Goal
Write out all of the data below line for line, changing nothing.

Entries from a point annotation set:

================

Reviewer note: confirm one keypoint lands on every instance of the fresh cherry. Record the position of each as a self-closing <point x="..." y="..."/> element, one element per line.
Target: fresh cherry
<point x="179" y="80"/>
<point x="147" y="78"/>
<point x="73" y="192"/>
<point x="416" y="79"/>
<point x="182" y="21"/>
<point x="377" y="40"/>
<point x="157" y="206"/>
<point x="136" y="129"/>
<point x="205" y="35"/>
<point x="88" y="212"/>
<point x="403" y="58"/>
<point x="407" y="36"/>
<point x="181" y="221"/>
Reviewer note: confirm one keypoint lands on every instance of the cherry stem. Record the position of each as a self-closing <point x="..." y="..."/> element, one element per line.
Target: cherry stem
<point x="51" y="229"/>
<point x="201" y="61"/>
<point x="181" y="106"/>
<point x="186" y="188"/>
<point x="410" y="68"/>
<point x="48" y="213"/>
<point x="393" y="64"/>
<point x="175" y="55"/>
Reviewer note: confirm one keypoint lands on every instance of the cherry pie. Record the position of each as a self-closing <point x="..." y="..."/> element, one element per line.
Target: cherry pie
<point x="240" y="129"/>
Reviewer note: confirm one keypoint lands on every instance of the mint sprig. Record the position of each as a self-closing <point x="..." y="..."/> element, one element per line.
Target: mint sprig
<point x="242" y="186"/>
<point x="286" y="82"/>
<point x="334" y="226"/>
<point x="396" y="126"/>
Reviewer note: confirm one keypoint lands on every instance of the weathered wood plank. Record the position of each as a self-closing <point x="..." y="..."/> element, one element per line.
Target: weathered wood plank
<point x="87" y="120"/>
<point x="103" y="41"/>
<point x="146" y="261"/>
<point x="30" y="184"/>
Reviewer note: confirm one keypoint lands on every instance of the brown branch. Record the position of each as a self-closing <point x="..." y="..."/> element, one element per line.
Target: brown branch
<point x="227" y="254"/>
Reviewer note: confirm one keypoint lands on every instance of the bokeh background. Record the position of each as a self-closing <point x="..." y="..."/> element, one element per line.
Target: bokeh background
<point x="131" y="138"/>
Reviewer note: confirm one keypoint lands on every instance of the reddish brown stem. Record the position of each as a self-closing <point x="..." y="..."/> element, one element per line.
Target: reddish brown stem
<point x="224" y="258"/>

================

Final answer
Reviewer note: confirm one keypoint lands on every instance of the fresh cherry. Record the position of each as a self-closing <point x="..." y="..."/> element, one element per line.
Target: fresh cherry
<point x="179" y="80"/>
<point x="147" y="78"/>
<point x="73" y="192"/>
<point x="416" y="79"/>
<point x="182" y="21"/>
<point x="377" y="40"/>
<point x="157" y="206"/>
<point x="136" y="129"/>
<point x="205" y="35"/>
<point x="88" y="212"/>
<point x="403" y="58"/>
<point x="407" y="36"/>
<point x="181" y="221"/>
Reviewer note: confirm one keypoint lands on every instance of the cherry stem. Record the position of each as a self-closing <point x="..." y="..."/> element, one element per line.
Target: cherry stem
<point x="51" y="229"/>
<point x="201" y="61"/>
<point x="181" y="106"/>
<point x="186" y="188"/>
<point x="410" y="68"/>
<point x="48" y="213"/>
<point x="393" y="64"/>
<point x="175" y="55"/>
Reviewer note: confirm one keypoint lands on every instance of the cherry pie. Record the position of each as a self-closing <point x="..." y="..."/> element, one element per line.
Target: cherry pie
<point x="240" y="129"/>
Reviewer note: confirm one keypoint lands on every instance of the mint sprig. Record the position of each as a self-closing <point x="..." y="..."/> element, one element per line.
Target: mint sprig
<point x="242" y="186"/>
<point x="286" y="82"/>
<point x="334" y="226"/>
<point x="396" y="126"/>
Reviewer note: confirm one keypoint lands on every instance of the weathered wood plank. Record the position of each as a self-closing <point x="..." y="..."/> element, one element per line.
Target: weathered wood plank
<point x="87" y="120"/>
<point x="103" y="41"/>
<point x="146" y="261"/>
<point x="30" y="184"/>
Reviewer note: confirm one keypoint lands on every instance of the brown branch. Record the position of each as a self-closing <point x="..." y="..."/> element, one element per line.
Target: brown branch
<point x="227" y="254"/>
Reviewer note: confirm one keypoint lands on every instance of the bokeh background. Record the position of each as a self-closing <point x="..." y="..."/> element, one element per line.
Target: bokeh background
<point x="131" y="138"/>
Reviewer note: confirm one keypoint lands on every instance of the reddish brown stem. Record the position of each as a self-closing <point x="..." y="..."/> element, one element per line.
Target: reddish brown stem
<point x="224" y="258"/>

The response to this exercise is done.